## Information shown

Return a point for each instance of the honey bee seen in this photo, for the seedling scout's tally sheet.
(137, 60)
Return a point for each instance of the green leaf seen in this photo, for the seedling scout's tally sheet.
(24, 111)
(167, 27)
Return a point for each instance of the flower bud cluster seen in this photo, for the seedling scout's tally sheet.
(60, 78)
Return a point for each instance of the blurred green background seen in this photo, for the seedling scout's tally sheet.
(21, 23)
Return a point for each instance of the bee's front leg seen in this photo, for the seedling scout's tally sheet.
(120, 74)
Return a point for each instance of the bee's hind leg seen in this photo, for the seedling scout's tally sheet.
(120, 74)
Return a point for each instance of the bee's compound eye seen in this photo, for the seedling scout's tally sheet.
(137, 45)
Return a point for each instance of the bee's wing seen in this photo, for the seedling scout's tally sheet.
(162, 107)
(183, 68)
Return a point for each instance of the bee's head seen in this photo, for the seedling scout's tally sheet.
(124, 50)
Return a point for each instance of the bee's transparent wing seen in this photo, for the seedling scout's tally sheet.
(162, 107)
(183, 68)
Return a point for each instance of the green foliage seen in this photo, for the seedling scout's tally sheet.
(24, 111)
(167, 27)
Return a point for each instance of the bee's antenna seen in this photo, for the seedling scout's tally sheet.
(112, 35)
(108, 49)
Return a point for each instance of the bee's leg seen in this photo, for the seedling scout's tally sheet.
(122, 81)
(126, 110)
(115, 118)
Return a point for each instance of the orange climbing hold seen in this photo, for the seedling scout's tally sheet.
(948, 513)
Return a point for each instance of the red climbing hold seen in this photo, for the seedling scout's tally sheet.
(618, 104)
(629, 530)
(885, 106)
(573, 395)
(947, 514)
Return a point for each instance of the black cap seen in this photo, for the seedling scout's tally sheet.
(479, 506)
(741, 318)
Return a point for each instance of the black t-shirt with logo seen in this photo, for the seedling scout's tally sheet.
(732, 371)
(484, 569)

## Set problem
Quote all of the entries exactly as they appear.

## Solution to this task
Return a point for each instance of the honey bee seen in this photo, for the seedling scout's tally sheet.
(137, 60)
Return a point for each instance of the green leaf seen in this photo, for the seedling scout's tally sheet.
(24, 111)
(167, 27)
Return a point for each instance of the flower bud cluster seen in this photo, for the seedling scout's tally sheet.
(60, 78)
Return a point for each instance of the blurred green background seen in this photo, for the seedling scout's tally sheet.
(21, 23)
Return a point for each instance of the bee's front leg seen in this photo, for the seedling scout's tally sheet.
(120, 74)
Return a point for each instance of the bee's hind leg seen in this photo, for the seedling scout's tally sheet.
(120, 74)
Return a point for each instance of the bee's compound eye seen in this photo, for the seedling scout's tally sheet.
(137, 45)
Return a point for each instance of the bee's wing seen in this photo, for the seedling scout's tally sheet.
(162, 107)
(183, 68)
Return a point for each instance of the bee's head seen in this photo, for the seedling scout's tally sheet.
(124, 50)
Return a point for each instance of the bee's transparent wing seen in this photo, for the seedling scout's tally sheet.
(162, 107)
(183, 68)
Return a point for each instance of the green foliage seen in this photo, for the seedling scout's tally sheet.
(24, 111)
(167, 27)
Return a point for each instance of the bee's antenna seen in this photo, for the seedling scout's tally sheet.
(112, 35)
(108, 49)
Return a point for each instance of the bee's leg seen in this photo, for the seedling scout's tally sheet.
(122, 81)
(126, 110)
(115, 118)
Return a point for each instance of the orange climbing hold seen in this photo, for the seedling scout's tally sheet.
(948, 513)
Return a point for each instance of the red climbing hold seen in this photo, for the seedling scout's tally sheet.
(618, 104)
(629, 530)
(885, 106)
(573, 395)
(947, 514)
Return a point for each instance of the black cap seen in this photo, for the seedling scout's tally sheet.
(479, 506)
(741, 318)
Return a point for each instance of the black t-shirt with logo seen in this photo, for the seedling scout's tally sheet.
(732, 371)
(484, 569)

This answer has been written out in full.